* BEGIN Quoted passage *

Several months ago(**) I got called down for my draft physical — that's what happens when you get kicked out of college.
All of us got parceled into 6 or 7 groups, each of which was injected into the process at different points. As luck would have it, I got injected into 'eye test'. The nice doctor gave me the test then told me "Gee, kid, it's too bad you have to go through the whole magilla, but that's how it works. Your good eye is 20/600 and your bad eye is 20/800. You're going to be 4-F. Now go get checked for hernias."
I have to admit a tinge of disappointment. At the time I considered 'Vietnam' to be 'the good fight' and I was going to be denied any part beyond cheering my friends on. I stayed home and voted Republican.
In the ensuing years, my opinions have changed some. As I examine the stuff at Walmart marked "Made in Vietnam", I wonder what those 58,000 deaths were all about, and I have come to some disturbing conclusions. It wasn't about saving South Vietnam from the Communists, because today we buy the products of those same Communists without a single thought for those 58,000 dead Americans, and they sell to us without a single thought for the millions of dead Vietnamese. It turns out that Pete Seeger and Peter, Paul and Mary were right all along. Maybe Jane Fonda was, too.

* END Quoted passage *

# Given task 1
In the draft physical essay, what vision readings did the doctor give for the writer's good eye and bad eye?
# Given task 2
List every person or musical group named in the draft physical essay.
# Given task 3
Reproduce the draft physical essay starting at the words "Several months ago(**)" and stopping after "and voted Republican.".

* BEGIN Extracted entries *

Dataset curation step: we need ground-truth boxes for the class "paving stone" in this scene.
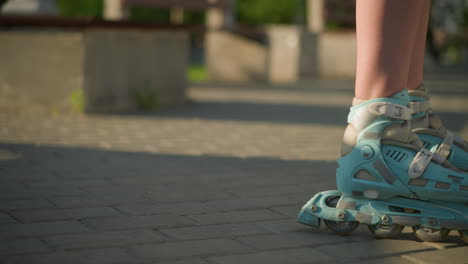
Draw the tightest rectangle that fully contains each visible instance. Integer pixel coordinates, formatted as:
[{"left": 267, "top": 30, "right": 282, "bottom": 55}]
[
  {"left": 84, "top": 215, "right": 195, "bottom": 230},
  {"left": 0, "top": 239, "right": 49, "bottom": 255},
  {"left": 190, "top": 209, "right": 285, "bottom": 225},
  {"left": 317, "top": 240, "right": 433, "bottom": 261},
  {"left": 209, "top": 248, "right": 334, "bottom": 264},
  {"left": 160, "top": 223, "right": 271, "bottom": 240},
  {"left": 0, "top": 199, "right": 55, "bottom": 211},
  {"left": 0, "top": 212, "right": 18, "bottom": 225},
  {"left": 0, "top": 221, "right": 88, "bottom": 238},
  {"left": 158, "top": 258, "right": 210, "bottom": 264},
  {"left": 258, "top": 218, "right": 310, "bottom": 233},
  {"left": 230, "top": 184, "right": 304, "bottom": 197},
  {"left": 347, "top": 256, "right": 415, "bottom": 264},
  {"left": 238, "top": 232, "right": 348, "bottom": 250},
  {"left": 0, "top": 248, "right": 137, "bottom": 264},
  {"left": 46, "top": 229, "right": 165, "bottom": 250},
  {"left": 402, "top": 246, "right": 468, "bottom": 264},
  {"left": 50, "top": 194, "right": 151, "bottom": 208},
  {"left": 271, "top": 205, "right": 301, "bottom": 218},
  {"left": 131, "top": 239, "right": 252, "bottom": 261},
  {"left": 12, "top": 207, "right": 121, "bottom": 223},
  {"left": 116, "top": 202, "right": 218, "bottom": 215},
  {"left": 206, "top": 197, "right": 297, "bottom": 211}
]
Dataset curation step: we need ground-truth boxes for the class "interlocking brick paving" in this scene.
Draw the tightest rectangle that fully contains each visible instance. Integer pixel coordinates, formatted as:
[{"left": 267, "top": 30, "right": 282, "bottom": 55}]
[{"left": 0, "top": 80, "right": 468, "bottom": 264}]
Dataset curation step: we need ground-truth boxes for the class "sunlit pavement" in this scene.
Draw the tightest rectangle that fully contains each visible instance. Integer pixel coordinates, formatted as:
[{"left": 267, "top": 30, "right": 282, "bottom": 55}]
[{"left": 0, "top": 80, "right": 468, "bottom": 264}]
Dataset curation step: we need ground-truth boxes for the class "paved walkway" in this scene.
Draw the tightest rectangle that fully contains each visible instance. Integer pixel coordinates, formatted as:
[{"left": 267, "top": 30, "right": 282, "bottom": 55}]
[{"left": 0, "top": 81, "right": 468, "bottom": 264}]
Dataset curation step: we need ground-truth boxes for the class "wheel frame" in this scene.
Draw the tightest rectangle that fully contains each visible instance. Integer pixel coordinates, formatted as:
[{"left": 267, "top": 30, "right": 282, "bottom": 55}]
[
  {"left": 458, "top": 230, "right": 468, "bottom": 244},
  {"left": 413, "top": 226, "right": 450, "bottom": 242},
  {"left": 322, "top": 196, "right": 359, "bottom": 236},
  {"left": 367, "top": 224, "right": 405, "bottom": 238}
]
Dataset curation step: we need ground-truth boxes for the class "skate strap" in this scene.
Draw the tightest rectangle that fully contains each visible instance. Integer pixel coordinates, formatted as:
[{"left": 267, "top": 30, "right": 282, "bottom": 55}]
[
  {"left": 410, "top": 100, "right": 431, "bottom": 114},
  {"left": 436, "top": 131, "right": 455, "bottom": 159},
  {"left": 368, "top": 102, "right": 412, "bottom": 120},
  {"left": 408, "top": 148, "right": 434, "bottom": 179}
]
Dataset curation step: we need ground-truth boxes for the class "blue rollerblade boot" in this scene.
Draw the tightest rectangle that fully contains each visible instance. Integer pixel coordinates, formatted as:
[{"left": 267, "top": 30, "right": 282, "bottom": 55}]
[
  {"left": 408, "top": 85, "right": 468, "bottom": 171},
  {"left": 297, "top": 90, "right": 468, "bottom": 243}
]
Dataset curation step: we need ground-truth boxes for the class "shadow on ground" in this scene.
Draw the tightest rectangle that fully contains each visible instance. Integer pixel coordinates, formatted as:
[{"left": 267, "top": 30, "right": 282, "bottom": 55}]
[
  {"left": 134, "top": 101, "right": 467, "bottom": 131},
  {"left": 0, "top": 144, "right": 336, "bottom": 205}
]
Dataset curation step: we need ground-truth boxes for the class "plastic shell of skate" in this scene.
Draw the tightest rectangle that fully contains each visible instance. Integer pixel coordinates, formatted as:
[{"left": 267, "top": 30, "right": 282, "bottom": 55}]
[{"left": 297, "top": 190, "right": 468, "bottom": 243}]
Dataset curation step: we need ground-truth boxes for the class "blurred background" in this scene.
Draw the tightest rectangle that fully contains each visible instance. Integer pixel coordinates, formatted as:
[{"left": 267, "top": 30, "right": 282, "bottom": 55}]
[
  {"left": 0, "top": 0, "right": 468, "bottom": 264},
  {"left": 0, "top": 0, "right": 468, "bottom": 112}
]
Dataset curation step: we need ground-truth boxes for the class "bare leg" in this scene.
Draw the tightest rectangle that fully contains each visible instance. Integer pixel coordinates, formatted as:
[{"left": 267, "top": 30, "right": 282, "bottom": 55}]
[
  {"left": 406, "top": 0, "right": 431, "bottom": 90},
  {"left": 355, "top": 0, "right": 427, "bottom": 99}
]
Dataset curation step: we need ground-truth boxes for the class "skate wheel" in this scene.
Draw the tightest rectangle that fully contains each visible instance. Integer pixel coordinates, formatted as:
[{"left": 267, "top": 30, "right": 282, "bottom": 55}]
[
  {"left": 323, "top": 196, "right": 359, "bottom": 235},
  {"left": 369, "top": 224, "right": 405, "bottom": 238},
  {"left": 458, "top": 230, "right": 468, "bottom": 244},
  {"left": 413, "top": 226, "right": 450, "bottom": 242}
]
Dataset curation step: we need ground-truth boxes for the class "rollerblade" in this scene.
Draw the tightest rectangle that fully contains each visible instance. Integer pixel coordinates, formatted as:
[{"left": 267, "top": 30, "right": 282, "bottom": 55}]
[
  {"left": 408, "top": 85, "right": 468, "bottom": 171},
  {"left": 297, "top": 90, "right": 468, "bottom": 243}
]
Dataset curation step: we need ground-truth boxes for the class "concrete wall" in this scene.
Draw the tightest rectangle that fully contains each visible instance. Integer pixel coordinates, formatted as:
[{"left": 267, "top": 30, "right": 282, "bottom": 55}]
[
  {"left": 84, "top": 29, "right": 189, "bottom": 112},
  {"left": 205, "top": 31, "right": 267, "bottom": 82},
  {"left": 317, "top": 32, "right": 356, "bottom": 78},
  {"left": 0, "top": 29, "right": 189, "bottom": 112},
  {"left": 206, "top": 26, "right": 356, "bottom": 83},
  {"left": 0, "top": 31, "right": 84, "bottom": 109},
  {"left": 267, "top": 26, "right": 318, "bottom": 83}
]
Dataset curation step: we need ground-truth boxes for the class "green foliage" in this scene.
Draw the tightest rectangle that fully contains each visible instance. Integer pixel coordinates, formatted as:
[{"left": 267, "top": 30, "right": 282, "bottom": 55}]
[
  {"left": 56, "top": 0, "right": 103, "bottom": 17},
  {"left": 236, "top": 0, "right": 305, "bottom": 25},
  {"left": 69, "top": 89, "right": 85, "bottom": 113},
  {"left": 132, "top": 81, "right": 160, "bottom": 110},
  {"left": 188, "top": 64, "right": 208, "bottom": 83}
]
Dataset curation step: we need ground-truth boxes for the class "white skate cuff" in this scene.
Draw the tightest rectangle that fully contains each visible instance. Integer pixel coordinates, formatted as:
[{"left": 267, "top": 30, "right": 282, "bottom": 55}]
[
  {"left": 408, "top": 148, "right": 434, "bottom": 179},
  {"left": 410, "top": 100, "right": 431, "bottom": 114},
  {"left": 368, "top": 102, "right": 412, "bottom": 120},
  {"left": 436, "top": 131, "right": 455, "bottom": 159}
]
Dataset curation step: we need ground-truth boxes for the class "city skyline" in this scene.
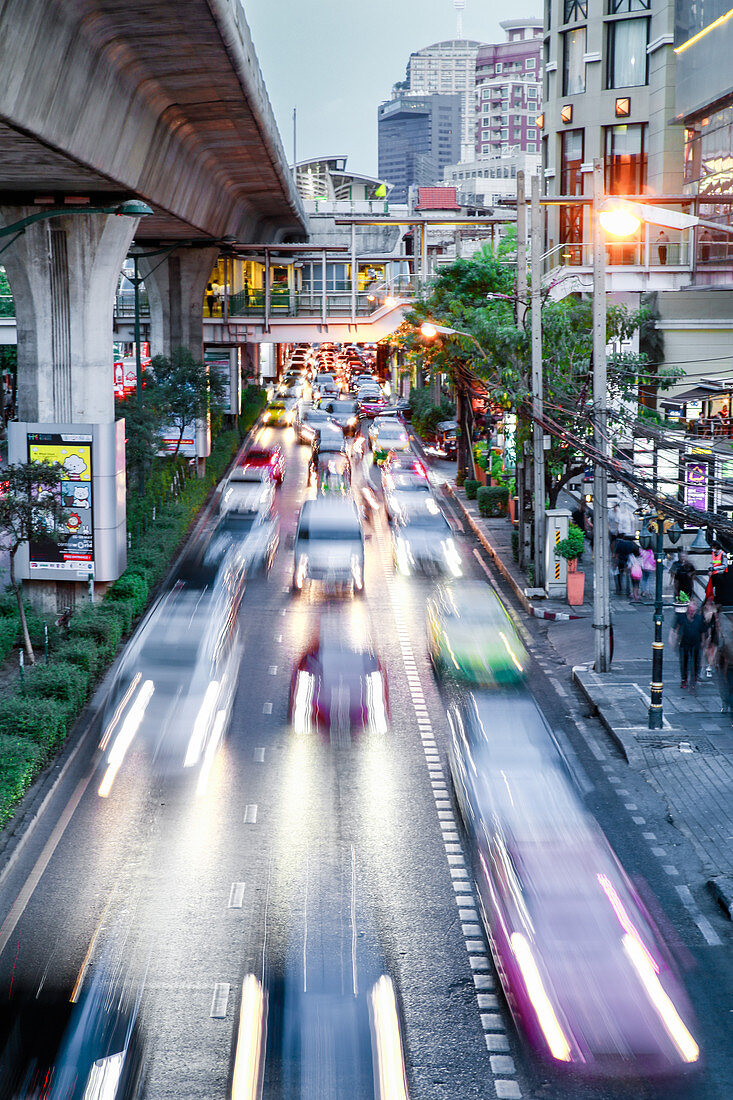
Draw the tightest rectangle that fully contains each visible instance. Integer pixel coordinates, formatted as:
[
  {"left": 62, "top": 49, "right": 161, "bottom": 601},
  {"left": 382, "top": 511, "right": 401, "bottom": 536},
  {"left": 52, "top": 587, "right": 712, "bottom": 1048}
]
[{"left": 244, "top": 0, "right": 510, "bottom": 175}]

* END Extracted entries *

# Final answer 1
The good eye was 20/600 and the bad eye was 20/800.

# Final answer 2
Pete Seeger; Peter, Paul and Mary; Jane Fonda

# Final answer 3
Several months ago(**) I got called down for my draft physical — that's what happens when you get kicked out of college.
All of us got parceled into 6 or 7 groups, each of which was injected into the process at different points. As luck would have it, I got injected into 'eye test'. The nice doctor gave me the test then told me "Gee, kid, it's too bad you have to go through the whole magilla, but that's how it works. Your good eye is 20/600 and your bad eye is 20/800. You're going to be 4-F. Now go get checked for hernias."
I have to admit a tinge of disappointment. At the time I considered 'Vietnam' to be 'the good fight' and I was going to be denied any part beyond cheering my friends on. I stayed home and voted Republican.